━━━━━ TEXT SECTION

However, I was no different than my competitors. Competition, and competition against Mark Allen, only heightened my senses: breathing rate, leg fatigue, distance left in the race, and a motivational sense that Mark was either faltering or soaring. I can say my focus was just on myself but I really did want to know my split differential from Mark. My pace was fast but Mark was closing. I told myself, ‘No need to panic. Just let the race unfold.’ I was running well and when Mark passed me, there wasn’t a moment that I said, ‘Run with him.’ No, I knew he would falter and I would catch him near the finish.” 

Mark Allen

“Normally something like the flat would have taken me a while to shake off. But, on this day, the memory of it vanished again in seconds. There was nothing I could do about it and the best way to put the incident to bed was to stay locked into the task at hand: catch the leaders without rushing it. Long days afford that kind of time.

Scott was charging. He led off the bike. I’d gained back some of the gap, but he was still over two minutes ahead of me when I started the 30km run.

Then I was locked into that calm I’ve talked about. It’s the same as the self-confidence I have when I know in my bones that life will be fine no matter what. It’s a feeling of being able to wrap my arms around everything going on and tap into the force of great potential.

━━━━━━━━━━

DIRECTIVE 1 = For each statement, say whether it agrees with the race account: (a) In Mark Allen's section, the memory of the flat vanished in seconds. (b) When Mark passed the first speaker, that speaker resolved to run with him. (c) The run in the race was 30km. Answer yes or no for each, quoting the deciding words of the race account.
DIRECTIVE 2 = Rewrite the lines of the listing from the line with "OBJECT_QUERY: row of townhouse" to the line with "top-left (120, 173), bottom-right (433, 434)", inclusive, as a JSON list of strings with one string per line and no blank lines.
The race account and the listing come from unrelated sources.

━━━━━ LISTED RECORDS

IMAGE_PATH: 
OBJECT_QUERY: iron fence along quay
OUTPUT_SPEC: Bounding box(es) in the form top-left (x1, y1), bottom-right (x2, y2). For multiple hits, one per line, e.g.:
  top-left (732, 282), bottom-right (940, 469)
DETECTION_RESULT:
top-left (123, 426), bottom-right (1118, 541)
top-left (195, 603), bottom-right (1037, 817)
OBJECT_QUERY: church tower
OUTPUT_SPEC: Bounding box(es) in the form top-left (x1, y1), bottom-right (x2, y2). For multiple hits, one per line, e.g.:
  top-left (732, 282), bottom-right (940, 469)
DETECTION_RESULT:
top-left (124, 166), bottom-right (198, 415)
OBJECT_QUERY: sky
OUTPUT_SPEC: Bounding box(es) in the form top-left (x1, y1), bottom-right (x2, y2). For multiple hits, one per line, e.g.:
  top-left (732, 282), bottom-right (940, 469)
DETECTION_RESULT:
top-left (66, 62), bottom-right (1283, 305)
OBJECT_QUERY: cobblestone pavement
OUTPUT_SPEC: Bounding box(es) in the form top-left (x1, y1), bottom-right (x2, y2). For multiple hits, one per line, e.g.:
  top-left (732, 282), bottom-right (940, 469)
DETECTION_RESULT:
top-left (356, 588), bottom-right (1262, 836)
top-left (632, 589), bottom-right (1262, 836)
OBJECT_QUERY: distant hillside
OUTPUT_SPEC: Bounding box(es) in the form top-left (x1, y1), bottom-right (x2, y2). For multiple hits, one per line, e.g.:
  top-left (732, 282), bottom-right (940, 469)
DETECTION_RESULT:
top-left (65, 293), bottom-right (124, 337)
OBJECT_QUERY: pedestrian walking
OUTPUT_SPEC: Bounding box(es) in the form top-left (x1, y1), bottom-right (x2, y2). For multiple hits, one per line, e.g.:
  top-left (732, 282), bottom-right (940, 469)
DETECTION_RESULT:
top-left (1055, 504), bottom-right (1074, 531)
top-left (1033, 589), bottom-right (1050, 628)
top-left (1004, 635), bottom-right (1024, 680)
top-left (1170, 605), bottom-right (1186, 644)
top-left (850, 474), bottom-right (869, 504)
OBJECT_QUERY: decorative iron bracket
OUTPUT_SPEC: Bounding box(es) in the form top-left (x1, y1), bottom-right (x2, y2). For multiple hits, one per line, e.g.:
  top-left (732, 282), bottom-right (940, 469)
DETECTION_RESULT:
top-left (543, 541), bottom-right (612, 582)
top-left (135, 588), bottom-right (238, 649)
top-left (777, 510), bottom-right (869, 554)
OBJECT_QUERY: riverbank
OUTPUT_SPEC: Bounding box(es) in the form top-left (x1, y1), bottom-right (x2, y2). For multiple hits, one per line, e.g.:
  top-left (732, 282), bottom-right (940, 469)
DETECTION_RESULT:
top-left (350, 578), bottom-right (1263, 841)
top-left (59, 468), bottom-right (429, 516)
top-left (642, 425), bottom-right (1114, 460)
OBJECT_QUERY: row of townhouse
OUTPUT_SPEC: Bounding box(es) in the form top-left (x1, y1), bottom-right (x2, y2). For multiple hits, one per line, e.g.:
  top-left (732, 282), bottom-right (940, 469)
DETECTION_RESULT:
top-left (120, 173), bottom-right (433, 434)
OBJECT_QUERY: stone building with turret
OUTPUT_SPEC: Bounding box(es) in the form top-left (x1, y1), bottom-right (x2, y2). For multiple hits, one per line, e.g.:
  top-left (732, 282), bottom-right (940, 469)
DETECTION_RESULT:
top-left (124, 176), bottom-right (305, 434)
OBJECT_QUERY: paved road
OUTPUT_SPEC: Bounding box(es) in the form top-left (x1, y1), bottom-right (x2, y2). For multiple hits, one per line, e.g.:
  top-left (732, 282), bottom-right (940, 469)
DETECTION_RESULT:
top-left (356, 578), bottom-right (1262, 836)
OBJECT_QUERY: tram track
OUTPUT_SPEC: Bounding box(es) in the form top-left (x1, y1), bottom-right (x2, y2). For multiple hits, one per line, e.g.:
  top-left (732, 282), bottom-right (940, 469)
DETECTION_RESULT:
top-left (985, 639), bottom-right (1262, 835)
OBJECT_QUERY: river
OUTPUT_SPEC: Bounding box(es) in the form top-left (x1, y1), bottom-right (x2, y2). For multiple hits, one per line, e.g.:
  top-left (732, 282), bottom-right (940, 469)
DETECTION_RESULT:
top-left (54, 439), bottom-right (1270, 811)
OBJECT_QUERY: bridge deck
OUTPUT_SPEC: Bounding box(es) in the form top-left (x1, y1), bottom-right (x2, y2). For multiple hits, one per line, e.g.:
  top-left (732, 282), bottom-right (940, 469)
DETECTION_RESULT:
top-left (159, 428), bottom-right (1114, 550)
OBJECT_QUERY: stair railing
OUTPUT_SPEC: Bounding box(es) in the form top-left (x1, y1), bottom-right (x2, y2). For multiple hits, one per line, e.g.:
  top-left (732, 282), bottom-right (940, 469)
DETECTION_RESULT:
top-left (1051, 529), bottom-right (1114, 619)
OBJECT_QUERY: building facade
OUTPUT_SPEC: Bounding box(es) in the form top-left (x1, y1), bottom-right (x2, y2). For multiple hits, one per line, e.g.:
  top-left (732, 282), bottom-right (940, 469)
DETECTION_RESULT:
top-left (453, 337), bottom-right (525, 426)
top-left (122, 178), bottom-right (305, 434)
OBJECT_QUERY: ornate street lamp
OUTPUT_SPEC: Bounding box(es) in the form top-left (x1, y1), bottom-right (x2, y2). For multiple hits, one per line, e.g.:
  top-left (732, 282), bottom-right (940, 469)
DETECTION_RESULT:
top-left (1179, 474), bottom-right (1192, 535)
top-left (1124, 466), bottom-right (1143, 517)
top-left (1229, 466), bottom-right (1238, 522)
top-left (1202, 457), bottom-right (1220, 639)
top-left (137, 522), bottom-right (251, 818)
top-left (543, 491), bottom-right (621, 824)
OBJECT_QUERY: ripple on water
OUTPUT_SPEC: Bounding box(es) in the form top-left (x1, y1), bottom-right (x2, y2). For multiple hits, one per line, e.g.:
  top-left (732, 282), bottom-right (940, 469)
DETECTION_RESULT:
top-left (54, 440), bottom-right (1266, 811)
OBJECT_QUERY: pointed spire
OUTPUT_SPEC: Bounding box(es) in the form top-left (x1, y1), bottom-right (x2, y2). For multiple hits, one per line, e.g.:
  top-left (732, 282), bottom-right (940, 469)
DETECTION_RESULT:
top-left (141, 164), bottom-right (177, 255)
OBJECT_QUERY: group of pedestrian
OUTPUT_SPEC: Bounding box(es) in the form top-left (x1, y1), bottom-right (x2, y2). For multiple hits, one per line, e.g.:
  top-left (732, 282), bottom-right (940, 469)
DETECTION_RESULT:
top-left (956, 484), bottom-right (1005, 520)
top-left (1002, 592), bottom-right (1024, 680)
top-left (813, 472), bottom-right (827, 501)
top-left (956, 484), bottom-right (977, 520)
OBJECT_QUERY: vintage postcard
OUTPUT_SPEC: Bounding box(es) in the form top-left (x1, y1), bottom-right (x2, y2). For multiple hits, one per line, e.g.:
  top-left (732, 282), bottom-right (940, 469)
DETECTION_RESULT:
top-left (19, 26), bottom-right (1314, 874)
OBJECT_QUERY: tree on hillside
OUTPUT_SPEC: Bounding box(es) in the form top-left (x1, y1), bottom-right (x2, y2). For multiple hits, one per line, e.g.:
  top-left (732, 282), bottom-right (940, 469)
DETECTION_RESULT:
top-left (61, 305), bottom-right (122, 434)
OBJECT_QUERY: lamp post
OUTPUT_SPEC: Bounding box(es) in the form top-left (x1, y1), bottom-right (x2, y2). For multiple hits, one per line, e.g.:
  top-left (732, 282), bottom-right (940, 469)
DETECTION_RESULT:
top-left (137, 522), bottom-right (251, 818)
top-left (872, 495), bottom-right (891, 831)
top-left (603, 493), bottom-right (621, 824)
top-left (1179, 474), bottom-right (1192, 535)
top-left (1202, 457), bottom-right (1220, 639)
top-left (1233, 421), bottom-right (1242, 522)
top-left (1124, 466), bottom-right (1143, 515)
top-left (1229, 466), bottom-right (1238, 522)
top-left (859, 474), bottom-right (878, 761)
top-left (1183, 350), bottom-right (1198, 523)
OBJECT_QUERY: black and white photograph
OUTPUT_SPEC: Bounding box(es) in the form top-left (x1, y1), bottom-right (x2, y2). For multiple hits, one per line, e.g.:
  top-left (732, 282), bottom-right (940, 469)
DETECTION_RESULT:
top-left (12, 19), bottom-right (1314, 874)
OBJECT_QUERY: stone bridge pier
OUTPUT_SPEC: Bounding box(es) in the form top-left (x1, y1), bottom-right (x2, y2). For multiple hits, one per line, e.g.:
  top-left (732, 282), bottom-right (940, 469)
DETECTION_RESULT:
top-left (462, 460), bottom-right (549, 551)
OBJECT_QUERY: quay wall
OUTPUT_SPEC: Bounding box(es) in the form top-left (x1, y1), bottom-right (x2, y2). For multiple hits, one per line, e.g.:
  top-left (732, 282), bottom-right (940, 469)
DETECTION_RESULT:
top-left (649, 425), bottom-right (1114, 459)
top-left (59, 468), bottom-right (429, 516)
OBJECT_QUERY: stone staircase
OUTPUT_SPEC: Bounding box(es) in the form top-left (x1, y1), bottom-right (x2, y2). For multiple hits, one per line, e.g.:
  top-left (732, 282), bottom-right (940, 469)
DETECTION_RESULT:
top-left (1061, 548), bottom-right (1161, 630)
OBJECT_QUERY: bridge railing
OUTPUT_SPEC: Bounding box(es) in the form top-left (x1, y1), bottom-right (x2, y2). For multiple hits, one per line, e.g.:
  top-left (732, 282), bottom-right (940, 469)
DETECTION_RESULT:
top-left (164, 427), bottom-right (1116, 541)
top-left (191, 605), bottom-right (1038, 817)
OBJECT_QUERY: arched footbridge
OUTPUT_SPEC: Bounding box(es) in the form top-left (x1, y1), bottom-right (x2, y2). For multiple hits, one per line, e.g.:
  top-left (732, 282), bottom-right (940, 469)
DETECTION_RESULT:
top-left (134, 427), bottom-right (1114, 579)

━━━━━━━━━━

SOLUTION 1 =
(a) Yes: "the memory of it vanished again in seconds"
(b) No: "there wasn’t a moment that I said, ‘Run with him.’"
(c) Yes: "when I started the 30km run"

SOLUTION 2 =
[
  "OBJECT_QUERY: row of townhouse",
  "OUTPUT_SPEC: Bounding box(es) in the form top-left (x1, y1), bottom-right (x2, y2). For multiple hits, one per line, e.g.:",
  "  top-left (732, 282), bottom-right (940, 469)",
  "DETECTION_RESULT:",
  "top-left (120, 173), bottom-right (433, 434)"
]